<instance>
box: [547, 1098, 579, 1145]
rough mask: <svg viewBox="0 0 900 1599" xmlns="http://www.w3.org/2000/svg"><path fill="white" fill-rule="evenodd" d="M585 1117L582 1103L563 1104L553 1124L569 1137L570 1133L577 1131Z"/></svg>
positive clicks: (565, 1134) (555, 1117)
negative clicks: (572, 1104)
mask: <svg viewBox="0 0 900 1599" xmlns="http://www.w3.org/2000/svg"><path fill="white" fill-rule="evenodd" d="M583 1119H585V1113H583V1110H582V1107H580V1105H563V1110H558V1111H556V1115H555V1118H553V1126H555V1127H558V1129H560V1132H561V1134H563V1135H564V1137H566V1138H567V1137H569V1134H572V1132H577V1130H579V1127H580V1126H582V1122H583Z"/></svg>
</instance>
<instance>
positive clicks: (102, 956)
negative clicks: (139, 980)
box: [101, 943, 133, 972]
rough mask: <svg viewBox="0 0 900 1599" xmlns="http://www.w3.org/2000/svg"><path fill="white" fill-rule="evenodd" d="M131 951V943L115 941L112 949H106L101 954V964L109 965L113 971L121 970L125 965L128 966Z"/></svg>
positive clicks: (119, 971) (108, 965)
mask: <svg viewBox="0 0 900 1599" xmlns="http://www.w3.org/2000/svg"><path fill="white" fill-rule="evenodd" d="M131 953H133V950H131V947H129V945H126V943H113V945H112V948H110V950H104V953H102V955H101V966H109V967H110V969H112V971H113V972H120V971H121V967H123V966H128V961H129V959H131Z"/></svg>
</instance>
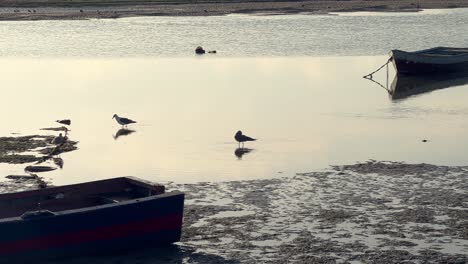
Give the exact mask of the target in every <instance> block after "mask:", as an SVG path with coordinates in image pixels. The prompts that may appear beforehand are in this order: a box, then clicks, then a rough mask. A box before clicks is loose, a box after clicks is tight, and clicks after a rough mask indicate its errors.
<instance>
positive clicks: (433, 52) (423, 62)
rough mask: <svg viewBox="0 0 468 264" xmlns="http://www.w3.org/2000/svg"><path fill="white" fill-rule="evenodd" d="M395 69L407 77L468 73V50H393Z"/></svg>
mask: <svg viewBox="0 0 468 264" xmlns="http://www.w3.org/2000/svg"><path fill="white" fill-rule="evenodd" d="M391 60H392V62H393V65H394V66H395V69H396V70H397V72H398V73H400V74H405V75H426V74H434V73H447V72H460V71H468V48H450V47H437V48H432V49H426V50H420V51H415V52H406V51H402V50H392V51H391Z"/></svg>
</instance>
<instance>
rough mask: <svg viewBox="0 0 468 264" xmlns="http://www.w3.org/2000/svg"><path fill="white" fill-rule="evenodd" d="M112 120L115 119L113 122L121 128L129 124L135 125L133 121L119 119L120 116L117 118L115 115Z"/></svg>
mask: <svg viewBox="0 0 468 264" xmlns="http://www.w3.org/2000/svg"><path fill="white" fill-rule="evenodd" d="M112 118H115V120H116V121H117V123H119V124H120V125H122V126H127V125H129V124H133V123H136V121H133V120H131V119H128V118H125V117H120V116H118V115H117V114H115V115H114V116H112Z"/></svg>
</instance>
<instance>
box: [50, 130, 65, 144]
mask: <svg viewBox="0 0 468 264" xmlns="http://www.w3.org/2000/svg"><path fill="white" fill-rule="evenodd" d="M65 141H67V137H66V136H65V137H64V136H62V133H60V134H59V135H58V136H57V137H54V138H53V139H52V141H51V142H50V143H52V144H54V145H60V144H63V143H65Z"/></svg>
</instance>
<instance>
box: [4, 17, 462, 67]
mask: <svg viewBox="0 0 468 264" xmlns="http://www.w3.org/2000/svg"><path fill="white" fill-rule="evenodd" d="M467 31H468V9H449V10H425V11H423V12H421V13H364V12H358V13H345V14H340V15H320V16H319V15H285V16H247V15H229V16H218V17H143V18H142V17H140V18H125V19H118V20H98V19H93V20H88V21H20V22H11V21H9V22H0V35H1V36H2V38H1V39H0V55H1V56H3V57H5V56H8V57H30V56H34V57H37V56H40V57H56V56H60V57H62V56H66V57H111V58H112V57H147V56H169V57H173V56H177V57H186V56H191V55H193V50H194V49H195V47H196V46H198V45H202V46H204V47H205V48H207V49H209V50H212V49H215V50H217V51H218V55H217V56H235V57H239V56H240V57H245V56H248V57H250V56H254V57H258V56H336V55H346V56H349V55H366V56H367V55H383V54H387V53H388V51H389V50H390V49H395V48H399V49H410V50H417V49H421V48H428V47H434V46H439V45H445V46H466V43H468V34H464V32H467Z"/></svg>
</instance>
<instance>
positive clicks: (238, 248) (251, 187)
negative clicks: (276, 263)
mask: <svg viewBox="0 0 468 264" xmlns="http://www.w3.org/2000/svg"><path fill="white" fill-rule="evenodd" d="M467 177H468V166H463V167H452V166H436V165H430V164H406V163H401V162H384V161H373V160H371V161H368V162H364V163H357V164H353V165H343V166H332V167H331V168H330V169H328V170H325V171H318V172H310V173H298V174H296V175H295V176H293V177H282V178H275V179H267V180H253V181H233V182H223V183H197V184H176V183H167V184H166V187H167V189H168V190H170V189H178V190H183V191H185V193H186V206H185V210H184V214H185V215H184V229H183V234H182V241H181V242H180V243H177V244H176V245H173V246H169V247H163V248H159V247H156V248H154V247H152V248H151V247H150V248H145V249H140V250H136V251H128V252H119V253H113V254H112V255H101V256H92V257H82V258H75V259H66V260H54V261H48V262H46V263H50V264H52V263H56V264H58V263H75V264H78V263H104V264H106V263H109V264H110V263H155V262H158V263H159V262H162V263H467V262H468V256H467V254H466V252H468V191H467V190H468V183H467V181H466V178H467Z"/></svg>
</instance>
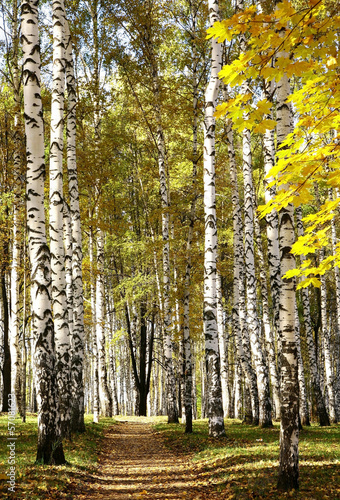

* _Task description_
Please copy all the rows above word for word, leaving out the pictures.

* _Answer area_
<instance>
box: [547, 1098, 579, 1145]
rough mask: <svg viewBox="0 0 900 1599" xmlns="http://www.w3.org/2000/svg"><path fill="white" fill-rule="evenodd" d="M585 1117L582 1103L563 1104L553 1124L569 1137L570 1133L577 1131Z"/></svg>
positive clicks: (565, 1134) (555, 1117)
negative clicks: (572, 1104)
mask: <svg viewBox="0 0 900 1599" xmlns="http://www.w3.org/2000/svg"><path fill="white" fill-rule="evenodd" d="M583 1119H585V1113H583V1110H582V1107H580V1105H563V1110H558V1111H556V1115H555V1118H553V1126H555V1127H558V1129H560V1132H561V1134H563V1135H564V1137H566V1138H567V1137H569V1134H572V1132H577V1130H579V1127H580V1126H582V1122H583Z"/></svg>
</instance>
<instance>
positive clicks: (102, 956)
negative clicks: (139, 980)
box: [101, 943, 133, 972]
rough mask: <svg viewBox="0 0 900 1599" xmlns="http://www.w3.org/2000/svg"><path fill="white" fill-rule="evenodd" d="M131 951V943L115 941L112 949H106L101 954V964L109 965L113 971L121 970L125 965L128 966Z"/></svg>
positive clicks: (119, 971) (108, 965)
mask: <svg viewBox="0 0 900 1599" xmlns="http://www.w3.org/2000/svg"><path fill="white" fill-rule="evenodd" d="M131 953H133V950H131V947H129V945H126V943H113V945H112V948H110V950H104V953H102V955H101V966H109V967H110V969H112V971H113V972H120V971H121V967H123V966H128V961H129V959H131Z"/></svg>
</instance>
Give the exact mask of the target in every <instance> block after "mask:", as an SVG path with coordinates in image pixels. The prompts that may appear beforehand are in this order: a box, then clicks, then a rough mask. A box before clicks is loose, a box after clicks is tight, and clicks after a rough mask indicate its errors.
<instance>
positive clicks: (433, 52) (423, 62)
rough mask: <svg viewBox="0 0 468 264" xmlns="http://www.w3.org/2000/svg"><path fill="white" fill-rule="evenodd" d="M395 69L407 77L468 73V50H393Z"/></svg>
mask: <svg viewBox="0 0 468 264" xmlns="http://www.w3.org/2000/svg"><path fill="white" fill-rule="evenodd" d="M391 60H392V62H393V65H394V66H395V69H396V70H397V72H398V73H400V74H405V75H426V74H434V73H447V72H460V71H468V48H450V47H437V48H432V49H426V50H420V51H415V52H406V51H402V50H392V51H391Z"/></svg>
</instance>
<instance>
rough mask: <svg viewBox="0 0 468 264" xmlns="http://www.w3.org/2000/svg"><path fill="white" fill-rule="evenodd" d="M112 120L115 119L113 122L121 128L129 124L135 125L133 121L119 119L120 116L117 118L115 115Z"/></svg>
mask: <svg viewBox="0 0 468 264" xmlns="http://www.w3.org/2000/svg"><path fill="white" fill-rule="evenodd" d="M112 118H115V120H116V121H117V123H119V124H120V125H122V126H127V125H129V124H133V123H136V121H133V120H131V119H128V118H125V117H120V116H118V115H117V114H115V115H114V116H112Z"/></svg>
</instance>
<instance>
box: [50, 130, 65, 144]
mask: <svg viewBox="0 0 468 264" xmlns="http://www.w3.org/2000/svg"><path fill="white" fill-rule="evenodd" d="M65 141H67V137H66V136H65V137H64V136H62V133H60V134H59V135H58V136H57V137H54V138H53V139H52V141H51V142H50V143H52V144H54V145H60V144H63V143H65Z"/></svg>
</instance>
<instance>
box: [4, 17, 462, 67]
mask: <svg viewBox="0 0 468 264" xmlns="http://www.w3.org/2000/svg"><path fill="white" fill-rule="evenodd" d="M467 31H468V9H449V10H425V11H423V12H421V13H364V12H358V13H345V14H340V15H320V16H319V15H285V16H247V15H229V16H218V17H143V18H142V17H140V18H125V19H118V20H98V19H93V20H88V21H20V22H11V21H9V22H0V35H1V36H2V38H1V39H0V55H1V56H3V57H5V56H8V57H30V56H34V57H37V56H40V57H56V56H60V57H62V56H66V57H111V58H112V57H147V56H169V57H173V56H177V57H186V56H191V55H193V50H194V49H195V47H196V46H198V45H202V46H204V47H205V48H207V49H209V50H212V49H215V50H217V51H218V55H217V56H235V57H239V56H240V57H245V56H248V57H250V56H254V57H258V56H336V55H346V56H349V55H366V56H367V55H383V54H387V53H388V51H389V50H390V49H395V48H399V49H410V50H417V49H421V48H428V47H434V46H439V45H445V46H466V43H468V34H464V32H467Z"/></svg>
</instance>
<instance>
positive clicks: (238, 248) (251, 187)
negative clicks: (276, 263)
mask: <svg viewBox="0 0 468 264" xmlns="http://www.w3.org/2000/svg"><path fill="white" fill-rule="evenodd" d="M467 177H468V166H463V167H452V166H436V165H430V164H406V163H401V162H384V161H373V160H371V161H368V162H364V163H357V164H353V165H343V166H332V167H331V168H330V169H328V170H325V171H318V172H310V173H298V174H296V175H295V176H293V177H282V178H275V179H267V180H253V181H233V182H223V183H197V184H176V183H167V184H166V187H167V189H168V190H170V189H178V190H183V191H185V193H186V206H185V210H184V214H185V215H184V229H183V234H182V241H181V242H180V243H177V244H176V245H173V246H169V247H163V248H159V247H156V248H154V247H152V248H151V247H150V248H145V249H140V250H136V251H128V252H119V253H113V254H112V255H101V256H92V257H82V258H75V259H66V260H54V261H48V262H46V263H50V264H52V263H56V264H58V263H75V264H78V263H104V264H106V263H109V264H110V263H155V262H158V263H159V262H162V263H467V262H468V256H467V254H466V252H468V191H467V190H468V183H467V181H466V178H467Z"/></svg>
</instance>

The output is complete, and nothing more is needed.